Locate "of the gabled" in the listing. Transcribe the line that contains it and every line that follows, through the last, omitting all pictures.

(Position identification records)
_ _ _ _ _ _ _

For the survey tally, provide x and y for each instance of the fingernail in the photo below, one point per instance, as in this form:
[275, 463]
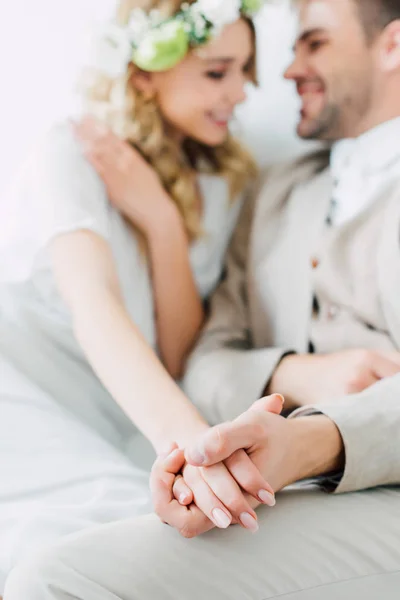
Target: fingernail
[267, 498]
[197, 455]
[221, 519]
[249, 522]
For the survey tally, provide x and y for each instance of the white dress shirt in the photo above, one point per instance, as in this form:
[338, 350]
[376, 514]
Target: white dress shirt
[362, 166]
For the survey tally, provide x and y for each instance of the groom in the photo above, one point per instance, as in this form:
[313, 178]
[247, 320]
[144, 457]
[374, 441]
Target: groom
[310, 308]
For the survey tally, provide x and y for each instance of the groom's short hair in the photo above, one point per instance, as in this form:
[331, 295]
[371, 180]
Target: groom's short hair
[377, 14]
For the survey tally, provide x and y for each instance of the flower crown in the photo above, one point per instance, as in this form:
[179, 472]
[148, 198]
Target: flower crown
[154, 43]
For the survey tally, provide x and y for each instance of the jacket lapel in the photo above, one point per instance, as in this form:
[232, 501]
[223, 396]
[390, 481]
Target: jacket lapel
[281, 284]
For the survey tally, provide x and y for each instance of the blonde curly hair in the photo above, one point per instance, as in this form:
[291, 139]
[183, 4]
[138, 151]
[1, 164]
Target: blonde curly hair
[137, 119]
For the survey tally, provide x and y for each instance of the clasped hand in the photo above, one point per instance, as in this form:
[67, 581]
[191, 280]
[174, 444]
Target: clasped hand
[194, 498]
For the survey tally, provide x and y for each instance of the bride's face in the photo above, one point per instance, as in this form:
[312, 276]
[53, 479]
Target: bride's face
[197, 98]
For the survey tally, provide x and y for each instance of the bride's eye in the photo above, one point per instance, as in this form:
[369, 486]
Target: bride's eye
[218, 75]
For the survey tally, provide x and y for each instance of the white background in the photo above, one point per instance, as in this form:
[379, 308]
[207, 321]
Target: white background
[40, 50]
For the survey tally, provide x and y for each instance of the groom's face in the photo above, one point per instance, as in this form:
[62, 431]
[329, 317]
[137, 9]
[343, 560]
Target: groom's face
[333, 69]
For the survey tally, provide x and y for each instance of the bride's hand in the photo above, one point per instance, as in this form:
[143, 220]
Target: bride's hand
[132, 185]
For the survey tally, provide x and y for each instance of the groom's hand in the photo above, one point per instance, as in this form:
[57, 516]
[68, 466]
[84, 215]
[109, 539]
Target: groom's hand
[284, 450]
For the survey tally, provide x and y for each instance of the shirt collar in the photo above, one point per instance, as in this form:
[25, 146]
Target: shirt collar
[372, 151]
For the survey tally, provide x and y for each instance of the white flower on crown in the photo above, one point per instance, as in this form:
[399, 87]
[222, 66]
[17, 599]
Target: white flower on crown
[141, 23]
[219, 12]
[110, 50]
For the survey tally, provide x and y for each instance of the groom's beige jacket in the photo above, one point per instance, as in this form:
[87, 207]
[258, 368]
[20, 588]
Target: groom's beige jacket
[263, 309]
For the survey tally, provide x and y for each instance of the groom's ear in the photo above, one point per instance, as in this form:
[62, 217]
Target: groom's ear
[272, 404]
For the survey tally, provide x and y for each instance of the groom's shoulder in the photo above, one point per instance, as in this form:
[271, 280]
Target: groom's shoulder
[296, 170]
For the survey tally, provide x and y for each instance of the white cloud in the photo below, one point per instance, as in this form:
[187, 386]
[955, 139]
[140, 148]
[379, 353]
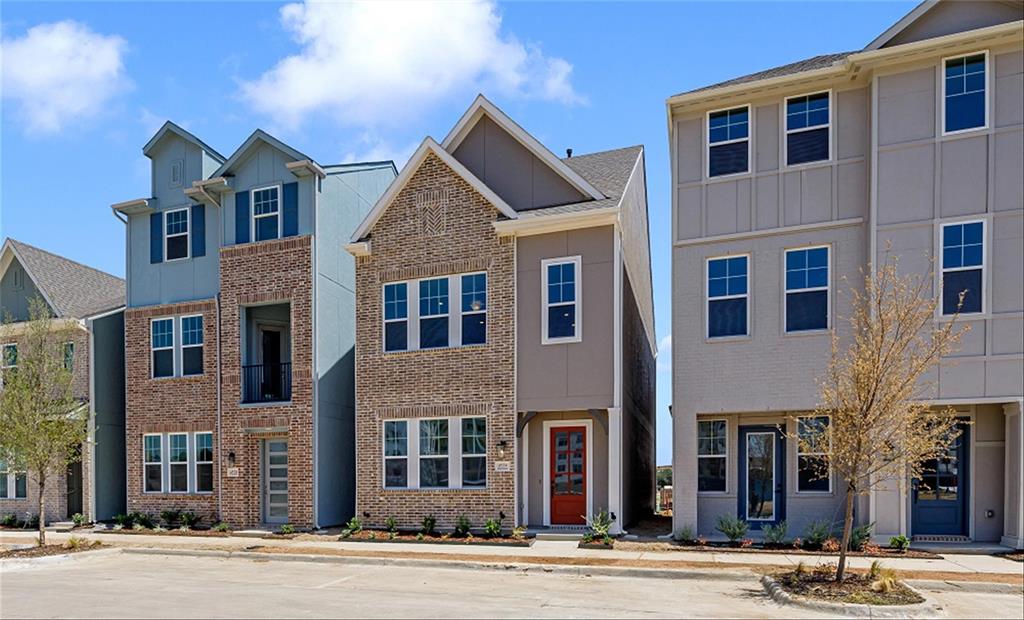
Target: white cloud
[60, 73]
[370, 63]
[665, 354]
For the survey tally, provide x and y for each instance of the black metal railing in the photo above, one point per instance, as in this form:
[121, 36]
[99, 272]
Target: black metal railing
[266, 382]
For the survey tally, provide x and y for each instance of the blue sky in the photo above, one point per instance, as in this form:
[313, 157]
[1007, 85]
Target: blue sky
[86, 84]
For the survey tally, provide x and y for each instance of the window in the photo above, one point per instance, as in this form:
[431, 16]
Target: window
[69, 356]
[712, 455]
[178, 448]
[813, 440]
[474, 450]
[163, 347]
[13, 485]
[963, 266]
[395, 453]
[474, 308]
[204, 462]
[192, 345]
[176, 234]
[727, 294]
[433, 313]
[266, 213]
[728, 141]
[964, 93]
[807, 289]
[560, 294]
[433, 453]
[153, 463]
[396, 317]
[807, 128]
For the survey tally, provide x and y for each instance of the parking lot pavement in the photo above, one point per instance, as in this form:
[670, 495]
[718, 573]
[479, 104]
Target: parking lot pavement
[165, 586]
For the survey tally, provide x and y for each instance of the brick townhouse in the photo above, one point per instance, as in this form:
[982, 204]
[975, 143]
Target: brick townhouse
[506, 336]
[786, 183]
[88, 305]
[240, 331]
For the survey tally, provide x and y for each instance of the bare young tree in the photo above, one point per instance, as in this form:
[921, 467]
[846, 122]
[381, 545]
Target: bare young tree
[42, 425]
[875, 391]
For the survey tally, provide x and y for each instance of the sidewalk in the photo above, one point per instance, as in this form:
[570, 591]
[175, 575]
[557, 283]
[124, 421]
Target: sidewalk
[543, 551]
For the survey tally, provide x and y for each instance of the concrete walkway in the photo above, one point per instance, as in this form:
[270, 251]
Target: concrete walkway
[547, 550]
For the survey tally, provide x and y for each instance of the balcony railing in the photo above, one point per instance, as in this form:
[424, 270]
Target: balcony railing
[266, 382]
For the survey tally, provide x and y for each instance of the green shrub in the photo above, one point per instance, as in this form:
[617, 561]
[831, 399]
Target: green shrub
[493, 528]
[733, 528]
[775, 535]
[817, 533]
[860, 536]
[900, 543]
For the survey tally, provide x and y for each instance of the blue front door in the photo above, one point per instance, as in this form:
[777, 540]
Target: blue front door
[762, 476]
[939, 497]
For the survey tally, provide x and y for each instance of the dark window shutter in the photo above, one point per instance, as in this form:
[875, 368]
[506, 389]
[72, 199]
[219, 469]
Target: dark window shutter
[199, 230]
[156, 237]
[291, 200]
[242, 217]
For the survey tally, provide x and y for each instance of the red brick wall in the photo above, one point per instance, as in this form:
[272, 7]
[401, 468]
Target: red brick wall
[438, 382]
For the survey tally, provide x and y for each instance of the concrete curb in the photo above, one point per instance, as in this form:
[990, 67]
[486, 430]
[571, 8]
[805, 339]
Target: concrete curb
[928, 609]
[574, 571]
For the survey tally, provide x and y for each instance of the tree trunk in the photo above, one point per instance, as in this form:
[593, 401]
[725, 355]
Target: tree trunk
[847, 531]
[42, 510]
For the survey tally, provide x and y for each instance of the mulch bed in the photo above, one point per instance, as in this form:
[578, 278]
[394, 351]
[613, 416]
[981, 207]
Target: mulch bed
[412, 537]
[50, 549]
[719, 547]
[856, 588]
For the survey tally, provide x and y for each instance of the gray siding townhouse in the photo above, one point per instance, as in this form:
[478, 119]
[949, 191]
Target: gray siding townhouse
[89, 303]
[786, 182]
[506, 334]
[240, 331]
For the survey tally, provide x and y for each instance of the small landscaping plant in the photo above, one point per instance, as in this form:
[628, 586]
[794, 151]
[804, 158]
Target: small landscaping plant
[900, 543]
[775, 534]
[733, 528]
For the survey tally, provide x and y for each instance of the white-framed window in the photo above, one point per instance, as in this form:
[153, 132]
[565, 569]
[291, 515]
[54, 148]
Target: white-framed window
[192, 344]
[177, 448]
[266, 213]
[808, 294]
[395, 454]
[153, 463]
[965, 92]
[728, 296]
[396, 317]
[434, 308]
[474, 308]
[808, 128]
[434, 453]
[713, 455]
[13, 485]
[964, 266]
[204, 462]
[813, 441]
[561, 300]
[176, 224]
[163, 347]
[728, 141]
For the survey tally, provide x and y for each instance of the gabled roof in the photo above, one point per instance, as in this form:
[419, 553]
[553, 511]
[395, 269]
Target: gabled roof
[257, 136]
[481, 107]
[426, 148]
[72, 289]
[170, 127]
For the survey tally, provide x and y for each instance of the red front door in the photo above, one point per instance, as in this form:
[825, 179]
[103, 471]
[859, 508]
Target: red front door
[568, 476]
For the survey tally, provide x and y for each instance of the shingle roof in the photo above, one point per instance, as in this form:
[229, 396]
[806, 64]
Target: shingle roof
[77, 291]
[819, 61]
[606, 170]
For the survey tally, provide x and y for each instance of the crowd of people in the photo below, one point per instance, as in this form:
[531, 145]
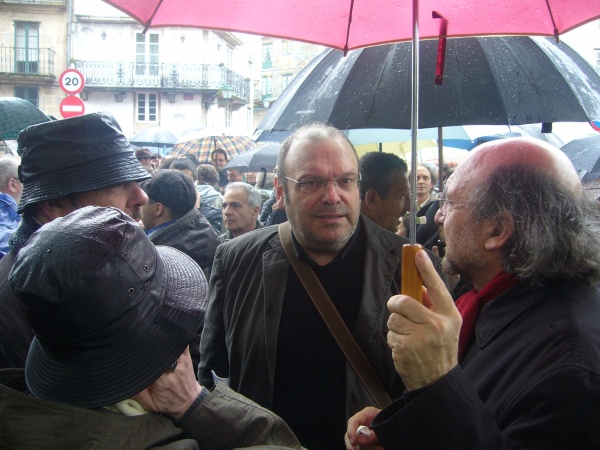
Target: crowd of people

_ _ _ _ _ _ _

▸ TASK RESPONSE
For the survey tally, provide x and y for each instance of the gabled roof in the photo above, one point per instance, as in this form:
[419, 553]
[553, 511]
[395, 269]
Target: gabled roof
[257, 136]
[481, 107]
[426, 148]
[72, 289]
[170, 127]
For the survey tally, provide x and y for each instance of the red front door in the photo above, one point per instance, as in this form:
[825, 179]
[103, 471]
[859, 508]
Target: red front door
[568, 476]
For the survey tally, provide x and y for each instance of the shingle roof in the photo above, one point per instance, as in this form:
[229, 396]
[806, 64]
Target: shingle roof
[77, 291]
[819, 61]
[606, 170]
For the survey tally, provide x and y for each instance of the crowd of people in the photo below, one point per instance, as in this form:
[531, 145]
Target: crowd of people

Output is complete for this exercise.